> [文書抜粋]:

TSFビフォーアフターアンソロジー 全作品感想

 C101にて頒布されたTSF作家による合同誌、「TSFビフォーアフターアンソロジー」の感想になります。あらすじや見どころ紹介などもあるので、ネタバレを避けたい方はブラウザバックを。

 逆に「これ気になってるな~。内容がもう少し分かれば嬉しい~」と言う方は、主催者のズンダリンダさんのpixivに上がっているサンプル(https://www.pixiv.net/artworks/103234816と合わせて本投稿をお読みいただければと思います。

個人的な総評

 今回はTSF界の大御所と言える方も何名も参加しており、ズンダリンダさんの主催でなければ成り立たなかったような豪華な執筆陣です。

> [データ項目]:
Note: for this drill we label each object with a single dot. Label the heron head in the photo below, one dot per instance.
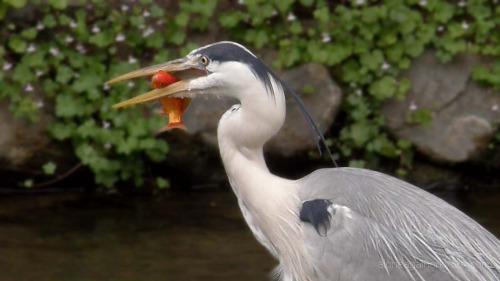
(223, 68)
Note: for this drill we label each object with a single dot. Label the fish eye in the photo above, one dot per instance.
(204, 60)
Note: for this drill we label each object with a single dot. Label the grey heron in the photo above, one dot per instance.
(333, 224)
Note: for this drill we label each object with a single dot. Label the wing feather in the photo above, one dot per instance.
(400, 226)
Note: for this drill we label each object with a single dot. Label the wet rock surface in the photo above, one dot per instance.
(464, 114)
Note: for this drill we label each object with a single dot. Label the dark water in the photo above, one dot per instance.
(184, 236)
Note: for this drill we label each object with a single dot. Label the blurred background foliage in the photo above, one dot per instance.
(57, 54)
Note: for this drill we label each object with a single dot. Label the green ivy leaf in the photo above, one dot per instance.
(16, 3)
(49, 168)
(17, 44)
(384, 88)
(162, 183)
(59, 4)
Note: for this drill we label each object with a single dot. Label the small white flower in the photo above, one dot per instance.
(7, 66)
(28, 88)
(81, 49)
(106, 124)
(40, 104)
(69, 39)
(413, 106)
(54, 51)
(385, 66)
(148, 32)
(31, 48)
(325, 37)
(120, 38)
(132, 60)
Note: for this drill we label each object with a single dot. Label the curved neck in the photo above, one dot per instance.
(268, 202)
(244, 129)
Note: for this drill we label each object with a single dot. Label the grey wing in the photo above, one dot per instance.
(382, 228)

> [課題内容]: TSFビフォーアフターアンソロジーの感想文を、最後の文の後から引き継いで書き進めてください。 これらの項目は、TSFビフォーアフターアンソロジーの感想文とは関係がありません。

> [想定出力]:
 TS好きを自称する方で、参加者をフォロー中の人が一人もいない、という人はいないのではないのでしょうか。元々は身内でのネタ回しが強い界隈だった覚えもありますが、最近ではTS性癖も一般化しつつあり(個人の意見です)、市民権を得てもはや特殊性癖ではなくなりつつあるような気もします。
 とはいえ、人口に膾炙されているとも言い難い状況。この冬から始まるアニメではTS該当作品がいくつか散見されるので、ここからさらに興味を持つ人が増えればいいなと思っています。このアンソロジーは、ライト層からもディープ層からも需要に応えられる作りになっていると感じました。
ジャンルに関しても一通りのTS性癖は網羅されているように見えますし、「性転換ものが気になるし色々な作品が読みたい」という人は、まずはここから手に取ってもらうのもアリだと思います(メロン委託ありとはいえ限定品ですが……)。

 感想については水戸湊の勝手な解釈によるものなので、見落としや解釈違いがあるかもしれませんがご容赦ください。出来る限り、どの作品からも『良さ味』が伝わるように要素をくみ取っていくつもりです。

作品名(作者名:敬称略)
目次順です。

漫画作品


おわかりいただけただろうか(三日月ネコ)

 心霊番組風の変身漫画。1ページ目の大ゴマに描かれた男女が、数ページ後に様々な姿に変化しているお話。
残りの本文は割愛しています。